- _WORK REQUIRED_
Please give only the number of lines below that contain the word "countertop".

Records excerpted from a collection
====================

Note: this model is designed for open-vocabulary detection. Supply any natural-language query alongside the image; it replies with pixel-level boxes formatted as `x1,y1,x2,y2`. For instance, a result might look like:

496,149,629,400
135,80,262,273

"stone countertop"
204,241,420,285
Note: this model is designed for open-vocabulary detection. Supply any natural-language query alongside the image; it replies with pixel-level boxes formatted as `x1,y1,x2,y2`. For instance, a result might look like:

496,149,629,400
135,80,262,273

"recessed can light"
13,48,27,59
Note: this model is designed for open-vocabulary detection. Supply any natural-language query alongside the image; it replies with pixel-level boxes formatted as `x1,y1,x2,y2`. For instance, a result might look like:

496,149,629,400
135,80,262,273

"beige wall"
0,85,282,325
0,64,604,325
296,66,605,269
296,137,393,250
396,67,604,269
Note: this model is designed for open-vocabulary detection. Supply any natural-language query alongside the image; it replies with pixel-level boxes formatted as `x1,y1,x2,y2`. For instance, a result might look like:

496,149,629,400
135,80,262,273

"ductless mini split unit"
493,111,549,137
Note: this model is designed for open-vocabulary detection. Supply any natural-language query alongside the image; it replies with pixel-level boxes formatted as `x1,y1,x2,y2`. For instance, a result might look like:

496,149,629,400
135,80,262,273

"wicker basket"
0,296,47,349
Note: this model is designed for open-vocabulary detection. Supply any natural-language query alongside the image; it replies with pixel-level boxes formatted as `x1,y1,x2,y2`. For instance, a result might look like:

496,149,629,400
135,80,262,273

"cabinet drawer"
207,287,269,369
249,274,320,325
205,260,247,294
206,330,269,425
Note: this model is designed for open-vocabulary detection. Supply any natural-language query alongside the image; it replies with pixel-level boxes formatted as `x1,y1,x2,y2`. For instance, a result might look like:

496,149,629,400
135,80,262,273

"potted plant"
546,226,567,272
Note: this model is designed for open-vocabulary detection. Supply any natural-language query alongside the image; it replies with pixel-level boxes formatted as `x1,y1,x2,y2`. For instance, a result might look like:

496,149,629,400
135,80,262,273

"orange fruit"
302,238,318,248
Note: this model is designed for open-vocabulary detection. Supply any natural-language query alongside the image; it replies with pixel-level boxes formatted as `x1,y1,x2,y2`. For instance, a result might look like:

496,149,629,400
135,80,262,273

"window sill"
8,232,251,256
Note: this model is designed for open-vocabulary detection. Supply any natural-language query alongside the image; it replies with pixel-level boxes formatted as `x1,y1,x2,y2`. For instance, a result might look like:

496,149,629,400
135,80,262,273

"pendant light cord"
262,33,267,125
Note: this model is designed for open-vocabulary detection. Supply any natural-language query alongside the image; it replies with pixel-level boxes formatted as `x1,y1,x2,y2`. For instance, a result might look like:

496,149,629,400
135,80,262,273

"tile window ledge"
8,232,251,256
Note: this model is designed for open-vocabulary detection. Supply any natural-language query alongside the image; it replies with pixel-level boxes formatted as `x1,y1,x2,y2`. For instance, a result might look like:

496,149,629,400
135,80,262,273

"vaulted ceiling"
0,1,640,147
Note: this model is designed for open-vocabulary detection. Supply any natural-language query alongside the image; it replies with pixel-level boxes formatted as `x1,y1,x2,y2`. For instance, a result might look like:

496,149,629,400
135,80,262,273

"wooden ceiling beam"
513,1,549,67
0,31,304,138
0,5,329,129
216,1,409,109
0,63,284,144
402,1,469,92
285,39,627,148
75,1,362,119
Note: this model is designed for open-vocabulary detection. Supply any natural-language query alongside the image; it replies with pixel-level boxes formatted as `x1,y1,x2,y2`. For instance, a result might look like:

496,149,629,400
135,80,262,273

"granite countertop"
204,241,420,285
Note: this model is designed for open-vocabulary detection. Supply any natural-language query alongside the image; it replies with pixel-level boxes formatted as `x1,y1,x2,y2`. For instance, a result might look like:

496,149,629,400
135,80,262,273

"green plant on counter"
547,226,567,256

====================

- _RESULT FOR THIS TASK_
2